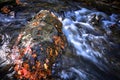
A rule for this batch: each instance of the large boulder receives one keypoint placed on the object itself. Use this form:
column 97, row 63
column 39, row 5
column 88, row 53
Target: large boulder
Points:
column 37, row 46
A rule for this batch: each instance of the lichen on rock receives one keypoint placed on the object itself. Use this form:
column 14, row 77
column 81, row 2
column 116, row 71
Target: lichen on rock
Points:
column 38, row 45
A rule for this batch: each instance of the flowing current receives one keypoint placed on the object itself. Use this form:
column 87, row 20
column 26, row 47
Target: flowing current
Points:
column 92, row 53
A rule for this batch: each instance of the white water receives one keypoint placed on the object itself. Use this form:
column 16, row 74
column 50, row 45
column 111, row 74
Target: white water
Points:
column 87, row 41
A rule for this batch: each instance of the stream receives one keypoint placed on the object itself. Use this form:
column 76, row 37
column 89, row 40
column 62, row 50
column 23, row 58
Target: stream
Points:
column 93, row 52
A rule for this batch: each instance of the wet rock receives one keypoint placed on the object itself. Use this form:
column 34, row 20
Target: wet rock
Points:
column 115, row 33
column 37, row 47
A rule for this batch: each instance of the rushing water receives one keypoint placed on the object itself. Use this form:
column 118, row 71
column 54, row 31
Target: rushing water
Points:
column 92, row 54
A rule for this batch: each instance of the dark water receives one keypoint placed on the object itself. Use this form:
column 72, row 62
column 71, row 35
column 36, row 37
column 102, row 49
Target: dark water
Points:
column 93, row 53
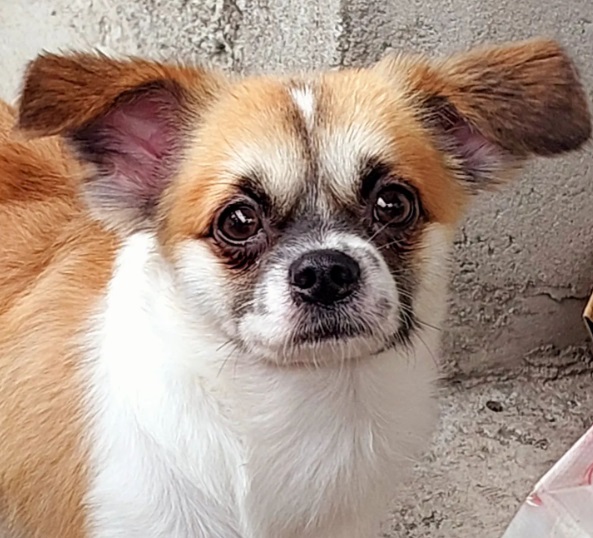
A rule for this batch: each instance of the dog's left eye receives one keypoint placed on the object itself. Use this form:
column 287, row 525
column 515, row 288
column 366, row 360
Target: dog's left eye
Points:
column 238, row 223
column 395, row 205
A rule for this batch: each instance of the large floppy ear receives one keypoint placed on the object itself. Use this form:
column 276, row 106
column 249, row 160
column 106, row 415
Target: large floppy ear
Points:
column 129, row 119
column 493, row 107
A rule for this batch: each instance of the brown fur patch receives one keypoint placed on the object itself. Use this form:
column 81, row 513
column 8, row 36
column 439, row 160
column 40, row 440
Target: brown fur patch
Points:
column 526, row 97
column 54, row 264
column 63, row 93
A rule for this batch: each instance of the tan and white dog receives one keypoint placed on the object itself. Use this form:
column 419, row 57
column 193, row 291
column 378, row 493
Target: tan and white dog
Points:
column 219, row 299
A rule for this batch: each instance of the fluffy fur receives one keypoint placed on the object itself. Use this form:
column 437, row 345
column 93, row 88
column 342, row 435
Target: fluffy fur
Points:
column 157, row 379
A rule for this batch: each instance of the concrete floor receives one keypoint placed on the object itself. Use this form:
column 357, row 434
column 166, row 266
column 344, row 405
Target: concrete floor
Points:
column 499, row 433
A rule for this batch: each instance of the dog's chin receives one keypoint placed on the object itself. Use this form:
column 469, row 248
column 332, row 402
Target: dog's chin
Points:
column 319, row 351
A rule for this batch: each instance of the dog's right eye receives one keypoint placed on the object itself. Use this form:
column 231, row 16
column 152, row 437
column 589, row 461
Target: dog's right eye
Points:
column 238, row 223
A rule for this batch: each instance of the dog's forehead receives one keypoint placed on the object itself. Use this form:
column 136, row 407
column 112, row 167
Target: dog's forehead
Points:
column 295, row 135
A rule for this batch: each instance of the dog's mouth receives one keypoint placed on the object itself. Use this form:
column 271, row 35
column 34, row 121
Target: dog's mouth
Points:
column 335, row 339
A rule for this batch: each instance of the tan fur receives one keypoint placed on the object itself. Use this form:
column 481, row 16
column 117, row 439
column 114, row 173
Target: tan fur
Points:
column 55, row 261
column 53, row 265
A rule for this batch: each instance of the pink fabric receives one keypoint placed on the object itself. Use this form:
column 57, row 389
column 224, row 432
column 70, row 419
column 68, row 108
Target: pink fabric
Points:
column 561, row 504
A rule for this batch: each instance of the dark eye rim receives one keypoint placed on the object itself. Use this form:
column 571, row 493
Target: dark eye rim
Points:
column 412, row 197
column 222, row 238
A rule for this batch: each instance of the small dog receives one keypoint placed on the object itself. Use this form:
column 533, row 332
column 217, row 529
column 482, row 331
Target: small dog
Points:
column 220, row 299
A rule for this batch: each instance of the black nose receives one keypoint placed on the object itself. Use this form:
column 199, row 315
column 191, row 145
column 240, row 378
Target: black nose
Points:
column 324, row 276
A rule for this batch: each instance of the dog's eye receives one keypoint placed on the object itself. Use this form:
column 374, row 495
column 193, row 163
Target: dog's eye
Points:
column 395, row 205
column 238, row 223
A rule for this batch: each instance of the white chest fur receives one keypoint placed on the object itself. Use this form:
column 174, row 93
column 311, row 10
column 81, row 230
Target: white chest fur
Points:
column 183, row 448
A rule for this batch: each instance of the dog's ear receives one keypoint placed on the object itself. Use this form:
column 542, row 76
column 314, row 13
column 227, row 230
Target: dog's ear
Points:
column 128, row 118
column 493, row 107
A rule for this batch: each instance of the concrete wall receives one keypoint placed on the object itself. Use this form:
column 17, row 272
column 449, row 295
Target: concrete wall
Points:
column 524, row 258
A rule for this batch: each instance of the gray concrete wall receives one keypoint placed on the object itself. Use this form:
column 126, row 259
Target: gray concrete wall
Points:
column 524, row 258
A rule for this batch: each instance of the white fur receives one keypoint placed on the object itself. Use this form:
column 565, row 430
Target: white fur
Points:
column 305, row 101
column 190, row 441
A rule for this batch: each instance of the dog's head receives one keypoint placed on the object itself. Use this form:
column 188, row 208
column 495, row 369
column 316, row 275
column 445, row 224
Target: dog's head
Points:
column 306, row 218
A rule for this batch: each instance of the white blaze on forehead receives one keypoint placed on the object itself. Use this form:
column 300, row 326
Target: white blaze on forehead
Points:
#####
**Task prompt**
Can you copy the entries word for word, starting at their very beginning and ending with the line that contains "column 92, row 53", both included? Leave the pictures out.

**Exercise result**
A rule for this batch: each instance of the large boulder receives one keypoint placed on the object itself. Use this form:
column 97, row 63
column 39, row 5
column 88, row 53
Target: large boulder
Points:
column 37, row 46
A rule for this batch: each instance of the lichen on rock receives one keypoint placed on the object itself. Use this form:
column 14, row 77
column 81, row 2
column 116, row 71
Target: lichen on rock
Points:
column 38, row 45
A rule for this batch: each instance of the flowing current receives one keypoint placed on the object itself. Use this form:
column 87, row 20
column 26, row 47
Target: flowing current
Points:
column 92, row 53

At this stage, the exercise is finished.